PASSAGE GIVEN:
# # #

The NSManagedObjects are often linked to other NSManagedObjects with relationships. Most of these entities that are linked via a relationship have the content I need to display (depending on the relationship). Initially the UITableView displays the content no problem. As soon as I start scrolling and the cell is re-used or if I scroll back to the same location, the cell is blank (I'm just debugging right now, so only displaying content as a string).
I'm logging the NSManagedObject and get the following before scrolling:
<NewPost: 0xd5dcc00> (entity: NewPost; id: 0xd5dcc60 <x-coredata:///NewPost/t63931035-BB67-467D-8598-CAD8563BA5DC267> ;
data: {
group = "0xd5b7a50 <x-coredata:///Group/t63931035-BB67-467D-8598-CAD8563BA5DC265>";
newPostAttributedText = "0xd5e78d0 <x-coredata:///AttributedText/t63931035-BB67-467D-8598-CAD8563BA5DC269>";
newPostSection = "0xe85cc70 <x-coredata://3DE41B33-C64E-44C4-9F86-98DF3C6AD700/PostSection/p7>";
newPostCreator = "0xd297050 <x-coredata://3DE41B33-C64E-44C4-9F86-98DF3C6AD700/Person/p9>";
})
When scrolling and showing the same object I see the following in my log:
<NewPost: 0xd5dcc00> (entity: NewPost; id: 0xe8b3cc0 <x-coredata://3DE41B33-C64E-44C4-9F86-98DF3C6AD700/NewPost/p75> ;
data: <fault>)
Why does the relationship fault when I need to re-use the cell or re-display the same data?

# # #

STATED PROBLEM 1:
Update the listing starting at the line that has "Whereabouts in the above image is the eagle?" and continuing through the end of the listing, replacing "JSON array" with "JSON list" and keeping everything else the same.

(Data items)

# # #

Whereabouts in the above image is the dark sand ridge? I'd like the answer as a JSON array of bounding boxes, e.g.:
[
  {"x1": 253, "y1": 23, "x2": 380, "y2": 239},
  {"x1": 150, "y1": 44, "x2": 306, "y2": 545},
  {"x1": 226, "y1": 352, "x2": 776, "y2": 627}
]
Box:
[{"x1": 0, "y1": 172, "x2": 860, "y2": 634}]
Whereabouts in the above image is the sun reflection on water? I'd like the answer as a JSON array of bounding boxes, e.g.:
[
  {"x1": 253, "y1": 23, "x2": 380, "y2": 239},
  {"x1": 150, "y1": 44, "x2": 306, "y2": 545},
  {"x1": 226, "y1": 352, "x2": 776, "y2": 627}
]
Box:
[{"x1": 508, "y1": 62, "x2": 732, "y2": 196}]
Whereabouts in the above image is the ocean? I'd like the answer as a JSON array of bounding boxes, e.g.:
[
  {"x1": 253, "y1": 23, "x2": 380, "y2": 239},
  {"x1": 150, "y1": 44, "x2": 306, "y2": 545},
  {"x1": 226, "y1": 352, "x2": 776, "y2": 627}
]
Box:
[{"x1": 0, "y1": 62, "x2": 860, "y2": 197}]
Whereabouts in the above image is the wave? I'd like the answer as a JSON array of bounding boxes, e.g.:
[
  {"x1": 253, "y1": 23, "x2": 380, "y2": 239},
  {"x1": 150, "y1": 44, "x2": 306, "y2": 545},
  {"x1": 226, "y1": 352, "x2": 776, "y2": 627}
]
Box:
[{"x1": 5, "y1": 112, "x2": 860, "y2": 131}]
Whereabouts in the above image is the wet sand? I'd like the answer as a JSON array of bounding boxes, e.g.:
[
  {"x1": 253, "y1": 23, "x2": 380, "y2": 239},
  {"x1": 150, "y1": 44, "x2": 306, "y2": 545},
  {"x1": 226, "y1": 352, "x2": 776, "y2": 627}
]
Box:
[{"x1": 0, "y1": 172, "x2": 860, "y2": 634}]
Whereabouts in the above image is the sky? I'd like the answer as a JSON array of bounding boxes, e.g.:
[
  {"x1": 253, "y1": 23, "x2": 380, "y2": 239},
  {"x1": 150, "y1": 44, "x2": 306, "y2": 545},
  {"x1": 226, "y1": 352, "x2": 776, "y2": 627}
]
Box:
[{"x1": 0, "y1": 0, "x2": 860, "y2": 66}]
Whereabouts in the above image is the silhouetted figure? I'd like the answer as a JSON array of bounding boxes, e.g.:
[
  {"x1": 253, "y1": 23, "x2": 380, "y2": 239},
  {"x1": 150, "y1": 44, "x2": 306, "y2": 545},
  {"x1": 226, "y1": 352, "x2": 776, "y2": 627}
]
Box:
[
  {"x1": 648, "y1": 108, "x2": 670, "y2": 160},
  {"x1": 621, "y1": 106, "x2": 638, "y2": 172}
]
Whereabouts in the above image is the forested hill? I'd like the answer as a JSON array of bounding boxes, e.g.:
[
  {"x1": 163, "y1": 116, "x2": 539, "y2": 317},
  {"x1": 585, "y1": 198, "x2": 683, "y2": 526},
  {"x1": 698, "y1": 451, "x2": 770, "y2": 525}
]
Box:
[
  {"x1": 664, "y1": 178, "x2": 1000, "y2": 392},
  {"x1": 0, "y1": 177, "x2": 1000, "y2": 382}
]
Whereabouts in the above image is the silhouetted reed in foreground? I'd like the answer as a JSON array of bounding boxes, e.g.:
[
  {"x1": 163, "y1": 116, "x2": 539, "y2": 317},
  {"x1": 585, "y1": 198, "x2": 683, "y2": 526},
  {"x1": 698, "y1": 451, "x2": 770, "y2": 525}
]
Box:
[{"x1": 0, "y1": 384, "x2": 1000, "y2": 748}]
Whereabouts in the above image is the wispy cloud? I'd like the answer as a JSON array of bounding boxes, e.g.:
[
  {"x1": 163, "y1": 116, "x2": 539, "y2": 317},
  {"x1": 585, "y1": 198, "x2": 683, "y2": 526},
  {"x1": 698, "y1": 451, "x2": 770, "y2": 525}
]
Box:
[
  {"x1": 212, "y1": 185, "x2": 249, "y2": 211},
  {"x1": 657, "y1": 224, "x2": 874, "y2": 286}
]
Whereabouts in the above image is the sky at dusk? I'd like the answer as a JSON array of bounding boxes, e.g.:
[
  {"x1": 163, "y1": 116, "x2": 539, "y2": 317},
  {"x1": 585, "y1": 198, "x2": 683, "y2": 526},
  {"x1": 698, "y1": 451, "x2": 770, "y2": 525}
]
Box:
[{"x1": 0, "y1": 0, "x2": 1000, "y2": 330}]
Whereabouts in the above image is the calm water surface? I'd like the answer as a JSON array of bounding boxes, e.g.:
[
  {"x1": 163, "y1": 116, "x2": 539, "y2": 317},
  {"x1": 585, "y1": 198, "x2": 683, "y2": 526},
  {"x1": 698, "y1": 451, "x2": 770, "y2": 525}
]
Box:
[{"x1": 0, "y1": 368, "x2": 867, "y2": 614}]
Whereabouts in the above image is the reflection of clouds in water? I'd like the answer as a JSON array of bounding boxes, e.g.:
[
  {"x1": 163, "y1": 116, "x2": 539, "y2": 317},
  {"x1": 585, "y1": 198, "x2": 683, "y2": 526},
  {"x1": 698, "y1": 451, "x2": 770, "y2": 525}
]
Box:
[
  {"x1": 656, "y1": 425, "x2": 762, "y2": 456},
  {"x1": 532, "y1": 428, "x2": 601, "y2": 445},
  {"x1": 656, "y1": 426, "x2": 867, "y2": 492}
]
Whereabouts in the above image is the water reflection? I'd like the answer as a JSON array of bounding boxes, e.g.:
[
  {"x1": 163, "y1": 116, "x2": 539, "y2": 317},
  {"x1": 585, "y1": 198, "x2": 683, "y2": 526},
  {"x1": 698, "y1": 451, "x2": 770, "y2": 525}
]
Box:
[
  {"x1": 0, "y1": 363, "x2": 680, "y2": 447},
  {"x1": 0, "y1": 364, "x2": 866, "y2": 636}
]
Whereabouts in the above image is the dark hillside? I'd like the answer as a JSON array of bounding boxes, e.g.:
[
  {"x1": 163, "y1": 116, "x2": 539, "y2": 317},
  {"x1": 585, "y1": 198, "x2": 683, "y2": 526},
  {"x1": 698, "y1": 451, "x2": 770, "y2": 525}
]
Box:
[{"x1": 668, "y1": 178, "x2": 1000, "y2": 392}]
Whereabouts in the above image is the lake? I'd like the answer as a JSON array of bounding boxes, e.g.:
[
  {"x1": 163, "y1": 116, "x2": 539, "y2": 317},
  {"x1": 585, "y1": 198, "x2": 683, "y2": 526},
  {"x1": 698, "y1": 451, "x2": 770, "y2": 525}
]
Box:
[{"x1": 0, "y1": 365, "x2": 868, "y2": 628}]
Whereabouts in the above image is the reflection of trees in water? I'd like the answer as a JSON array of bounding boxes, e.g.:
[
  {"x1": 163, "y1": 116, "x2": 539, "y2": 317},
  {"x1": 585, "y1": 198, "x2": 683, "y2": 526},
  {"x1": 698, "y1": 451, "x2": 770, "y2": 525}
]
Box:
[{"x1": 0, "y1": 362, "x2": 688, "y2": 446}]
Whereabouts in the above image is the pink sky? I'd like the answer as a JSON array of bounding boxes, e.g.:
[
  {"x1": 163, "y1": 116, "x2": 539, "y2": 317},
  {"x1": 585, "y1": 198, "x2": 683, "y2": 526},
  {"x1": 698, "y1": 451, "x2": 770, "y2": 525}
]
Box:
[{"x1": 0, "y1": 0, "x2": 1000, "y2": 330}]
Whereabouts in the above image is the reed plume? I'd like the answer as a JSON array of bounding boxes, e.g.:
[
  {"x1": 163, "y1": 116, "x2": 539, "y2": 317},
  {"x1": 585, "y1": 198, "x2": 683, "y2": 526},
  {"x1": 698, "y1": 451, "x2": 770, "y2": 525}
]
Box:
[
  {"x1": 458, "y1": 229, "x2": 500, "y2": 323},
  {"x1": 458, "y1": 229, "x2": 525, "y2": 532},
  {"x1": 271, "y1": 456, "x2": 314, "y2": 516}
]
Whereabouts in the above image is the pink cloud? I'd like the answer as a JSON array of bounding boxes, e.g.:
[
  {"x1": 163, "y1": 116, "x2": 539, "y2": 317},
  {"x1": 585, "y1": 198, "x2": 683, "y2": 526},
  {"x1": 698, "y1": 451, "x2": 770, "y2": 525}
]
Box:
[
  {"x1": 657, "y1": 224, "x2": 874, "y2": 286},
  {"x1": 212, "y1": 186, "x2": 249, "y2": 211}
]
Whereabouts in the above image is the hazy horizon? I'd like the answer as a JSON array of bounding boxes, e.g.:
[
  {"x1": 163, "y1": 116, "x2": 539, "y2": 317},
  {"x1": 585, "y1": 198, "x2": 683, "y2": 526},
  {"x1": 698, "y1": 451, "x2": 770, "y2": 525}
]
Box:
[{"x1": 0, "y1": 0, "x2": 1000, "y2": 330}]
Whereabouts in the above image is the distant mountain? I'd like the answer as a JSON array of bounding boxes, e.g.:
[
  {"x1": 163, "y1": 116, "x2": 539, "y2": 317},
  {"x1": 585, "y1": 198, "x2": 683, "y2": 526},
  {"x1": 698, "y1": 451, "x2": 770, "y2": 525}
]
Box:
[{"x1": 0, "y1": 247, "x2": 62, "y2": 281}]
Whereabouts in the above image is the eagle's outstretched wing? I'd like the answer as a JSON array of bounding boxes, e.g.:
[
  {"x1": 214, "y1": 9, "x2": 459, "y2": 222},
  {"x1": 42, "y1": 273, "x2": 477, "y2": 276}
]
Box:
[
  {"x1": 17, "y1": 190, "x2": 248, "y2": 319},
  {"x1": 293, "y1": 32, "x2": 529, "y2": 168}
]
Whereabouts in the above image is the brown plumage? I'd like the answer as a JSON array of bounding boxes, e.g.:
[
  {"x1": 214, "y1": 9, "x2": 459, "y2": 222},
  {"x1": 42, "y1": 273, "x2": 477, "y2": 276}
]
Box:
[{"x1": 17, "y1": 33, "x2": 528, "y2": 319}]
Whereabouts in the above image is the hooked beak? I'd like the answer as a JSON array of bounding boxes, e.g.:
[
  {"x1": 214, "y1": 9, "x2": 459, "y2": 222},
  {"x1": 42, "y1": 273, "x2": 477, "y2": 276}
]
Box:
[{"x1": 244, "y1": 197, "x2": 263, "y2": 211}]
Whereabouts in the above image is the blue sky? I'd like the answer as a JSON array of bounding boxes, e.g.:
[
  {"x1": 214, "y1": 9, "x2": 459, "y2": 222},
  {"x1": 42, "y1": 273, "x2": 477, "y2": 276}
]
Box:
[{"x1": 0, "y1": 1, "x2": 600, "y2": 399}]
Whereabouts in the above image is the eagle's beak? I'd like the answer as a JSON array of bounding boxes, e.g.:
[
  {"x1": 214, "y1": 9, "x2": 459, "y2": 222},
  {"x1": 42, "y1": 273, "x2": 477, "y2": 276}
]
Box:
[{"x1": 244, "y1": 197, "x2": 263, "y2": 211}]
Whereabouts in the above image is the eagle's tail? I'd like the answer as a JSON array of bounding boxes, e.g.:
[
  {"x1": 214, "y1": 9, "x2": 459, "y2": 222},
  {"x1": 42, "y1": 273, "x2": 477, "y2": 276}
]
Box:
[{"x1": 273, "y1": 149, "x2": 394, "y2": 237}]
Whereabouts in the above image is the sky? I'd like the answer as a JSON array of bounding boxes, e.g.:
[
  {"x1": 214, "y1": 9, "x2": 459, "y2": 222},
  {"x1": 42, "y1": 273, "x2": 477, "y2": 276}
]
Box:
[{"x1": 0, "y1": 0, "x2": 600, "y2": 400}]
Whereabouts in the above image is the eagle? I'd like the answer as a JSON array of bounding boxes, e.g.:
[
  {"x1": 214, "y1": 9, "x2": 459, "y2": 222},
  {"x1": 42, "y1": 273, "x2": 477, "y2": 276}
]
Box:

# # #

STATED PROBLEM 2:
In the Core Data post, what does the log show for the object's data after scrolling back to it?

CORRECT RESULT 1:
Whereabouts in the above image is the eagle? I'd like the answer as a JSON list of bounding boxes, e.g.:
[
  {"x1": 214, "y1": 9, "x2": 459, "y2": 222},
  {"x1": 42, "y1": 273, "x2": 477, "y2": 276}
]
Box:

CORRECT RESULT 2:
It shows "data: <fault>".